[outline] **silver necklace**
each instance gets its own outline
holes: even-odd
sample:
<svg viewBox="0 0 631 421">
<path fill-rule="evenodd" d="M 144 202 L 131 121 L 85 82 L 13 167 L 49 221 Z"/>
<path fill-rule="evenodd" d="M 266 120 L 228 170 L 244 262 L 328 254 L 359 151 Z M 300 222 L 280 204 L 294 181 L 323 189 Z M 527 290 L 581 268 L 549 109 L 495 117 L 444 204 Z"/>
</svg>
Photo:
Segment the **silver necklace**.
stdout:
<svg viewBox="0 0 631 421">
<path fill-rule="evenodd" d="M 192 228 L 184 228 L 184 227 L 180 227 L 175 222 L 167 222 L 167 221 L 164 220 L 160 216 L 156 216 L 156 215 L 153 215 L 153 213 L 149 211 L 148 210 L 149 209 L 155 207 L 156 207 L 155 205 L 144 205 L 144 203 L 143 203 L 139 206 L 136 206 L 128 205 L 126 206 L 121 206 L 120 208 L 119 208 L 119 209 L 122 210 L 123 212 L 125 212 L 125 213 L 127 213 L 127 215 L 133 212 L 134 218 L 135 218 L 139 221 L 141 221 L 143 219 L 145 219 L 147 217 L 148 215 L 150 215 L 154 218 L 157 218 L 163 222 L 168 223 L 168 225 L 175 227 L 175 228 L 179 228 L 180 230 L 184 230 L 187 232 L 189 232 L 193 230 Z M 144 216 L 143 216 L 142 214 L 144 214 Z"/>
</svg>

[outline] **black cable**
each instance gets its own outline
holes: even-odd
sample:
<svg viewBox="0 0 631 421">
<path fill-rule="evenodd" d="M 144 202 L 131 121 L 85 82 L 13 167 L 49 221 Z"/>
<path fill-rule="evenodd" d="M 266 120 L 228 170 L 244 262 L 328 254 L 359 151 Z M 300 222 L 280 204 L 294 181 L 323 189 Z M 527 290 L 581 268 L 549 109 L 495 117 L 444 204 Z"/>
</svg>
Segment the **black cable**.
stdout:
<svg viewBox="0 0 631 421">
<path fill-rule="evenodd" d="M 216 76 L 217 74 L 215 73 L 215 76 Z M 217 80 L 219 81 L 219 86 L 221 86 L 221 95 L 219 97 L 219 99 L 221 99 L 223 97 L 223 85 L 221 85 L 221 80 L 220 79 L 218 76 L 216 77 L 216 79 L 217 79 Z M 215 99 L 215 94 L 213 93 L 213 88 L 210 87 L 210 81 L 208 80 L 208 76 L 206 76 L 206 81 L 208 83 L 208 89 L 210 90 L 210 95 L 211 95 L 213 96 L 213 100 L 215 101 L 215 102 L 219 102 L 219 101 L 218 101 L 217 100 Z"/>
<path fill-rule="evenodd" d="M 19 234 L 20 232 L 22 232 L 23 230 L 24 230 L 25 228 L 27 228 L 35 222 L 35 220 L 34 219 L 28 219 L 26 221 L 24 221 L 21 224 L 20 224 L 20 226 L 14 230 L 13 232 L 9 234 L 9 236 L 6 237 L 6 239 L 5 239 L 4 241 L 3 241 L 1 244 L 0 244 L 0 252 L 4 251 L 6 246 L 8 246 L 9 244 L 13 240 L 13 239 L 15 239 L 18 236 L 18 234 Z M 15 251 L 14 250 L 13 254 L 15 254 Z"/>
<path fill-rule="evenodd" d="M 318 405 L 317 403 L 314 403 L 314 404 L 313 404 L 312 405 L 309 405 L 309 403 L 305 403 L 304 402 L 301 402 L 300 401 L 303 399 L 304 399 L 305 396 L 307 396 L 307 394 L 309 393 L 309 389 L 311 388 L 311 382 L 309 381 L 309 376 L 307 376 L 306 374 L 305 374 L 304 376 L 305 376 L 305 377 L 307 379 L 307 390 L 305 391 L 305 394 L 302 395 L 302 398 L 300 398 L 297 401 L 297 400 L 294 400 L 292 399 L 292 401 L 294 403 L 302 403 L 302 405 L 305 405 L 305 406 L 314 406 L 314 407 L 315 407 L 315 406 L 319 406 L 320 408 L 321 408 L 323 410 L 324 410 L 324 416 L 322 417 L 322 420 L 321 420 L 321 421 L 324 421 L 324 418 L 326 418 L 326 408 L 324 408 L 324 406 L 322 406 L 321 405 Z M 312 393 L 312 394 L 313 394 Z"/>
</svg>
* * * * *
# WHAT IS NEEDED
Reproduce the entire listing above word for word, keeping every line as it stands.

# RESPONSE TO THE TASK
[outline] **silver necklace**
each instance gets its own outline
holes: even-odd
sample:
<svg viewBox="0 0 631 421">
<path fill-rule="evenodd" d="M 144 202 L 131 121 L 85 82 L 13 167 L 49 221 Z"/>
<path fill-rule="evenodd" d="M 266 120 L 228 170 L 244 262 L 328 254 L 359 151 Z M 300 222 L 280 204 L 294 181 L 323 189 Z M 527 290 L 581 268 L 549 109 L 495 117 L 444 204 Z"/>
</svg>
Photo:
Segment the **silver necklace**.
stdout:
<svg viewBox="0 0 631 421">
<path fill-rule="evenodd" d="M 192 228 L 184 228 L 184 227 L 180 227 L 175 222 L 167 222 L 167 221 L 164 220 L 160 216 L 156 216 L 156 215 L 153 215 L 153 213 L 149 211 L 148 210 L 149 209 L 155 207 L 156 207 L 155 205 L 144 205 L 144 203 L 143 203 L 139 206 L 136 206 L 128 205 L 126 206 L 121 206 L 120 208 L 119 208 L 119 209 L 122 210 L 123 212 L 125 212 L 125 213 L 127 213 L 127 215 L 133 212 L 134 218 L 135 218 L 139 221 L 141 221 L 143 219 L 145 219 L 147 217 L 148 215 L 150 215 L 154 218 L 157 218 L 163 222 L 168 223 L 168 225 L 175 227 L 175 228 L 179 228 L 180 230 L 184 230 L 187 232 L 189 232 L 193 230 Z M 144 216 L 143 216 L 142 214 L 144 214 Z"/>
</svg>

[outline] **black cable**
each instance gets its own outline
holes: even-odd
sample:
<svg viewBox="0 0 631 421">
<path fill-rule="evenodd" d="M 144 202 L 131 121 L 85 82 L 13 167 L 49 221 Z"/>
<path fill-rule="evenodd" d="M 266 120 L 228 170 L 244 262 L 328 254 L 359 151 Z M 300 222 L 280 204 L 294 181 L 323 189 Z M 527 290 L 581 268 L 549 109 L 495 117 L 444 204 Z"/>
</svg>
Segment the **black cable**.
stdout:
<svg viewBox="0 0 631 421">
<path fill-rule="evenodd" d="M 216 76 L 217 74 L 215 73 L 215 76 Z M 217 80 L 219 81 L 219 86 L 221 86 L 221 95 L 219 97 L 219 99 L 221 99 L 223 97 L 223 85 L 221 85 L 221 80 L 220 79 L 218 76 L 216 77 L 216 79 L 217 79 Z M 215 99 L 215 94 L 213 93 L 213 88 L 210 87 L 210 81 L 208 80 L 208 76 L 206 76 L 206 81 L 208 83 L 208 89 L 210 90 L 210 95 L 211 95 L 213 96 L 213 100 L 215 101 L 215 102 L 219 102 L 219 101 L 218 101 L 217 100 Z"/>
<path fill-rule="evenodd" d="M 19 234 L 20 232 L 22 232 L 23 230 L 24 230 L 25 228 L 27 228 L 35 222 L 35 220 L 34 219 L 28 219 L 26 221 L 24 221 L 21 224 L 20 224 L 20 226 L 14 230 L 13 232 L 9 234 L 9 236 L 6 237 L 6 239 L 5 239 L 4 241 L 3 241 L 1 244 L 0 244 L 0 252 L 4 251 L 6 246 L 8 246 L 9 244 L 13 240 L 13 239 L 15 239 L 18 236 L 18 234 Z M 15 251 L 14 250 L 13 254 L 15 254 Z"/>
<path fill-rule="evenodd" d="M 318 405 L 317 403 L 314 403 L 314 404 L 313 404 L 312 405 L 309 405 L 309 403 L 305 403 L 304 402 L 301 402 L 300 401 L 303 399 L 304 399 L 305 396 L 307 396 L 307 394 L 309 393 L 309 389 L 311 388 L 311 382 L 309 381 L 309 376 L 307 376 L 306 374 L 305 374 L 304 376 L 305 376 L 305 377 L 307 379 L 307 390 L 305 391 L 305 394 L 302 395 L 302 398 L 300 398 L 297 401 L 297 400 L 294 400 L 292 399 L 292 401 L 294 403 L 302 403 L 302 405 L 305 405 L 305 406 L 314 406 L 314 407 L 315 407 L 315 406 L 319 406 L 320 408 L 321 408 L 323 410 L 324 410 L 324 416 L 322 417 L 322 420 L 321 420 L 321 421 L 324 421 L 324 418 L 326 418 L 326 408 L 324 408 L 324 406 L 322 406 L 321 405 Z M 312 393 L 312 394 L 313 394 Z"/>
</svg>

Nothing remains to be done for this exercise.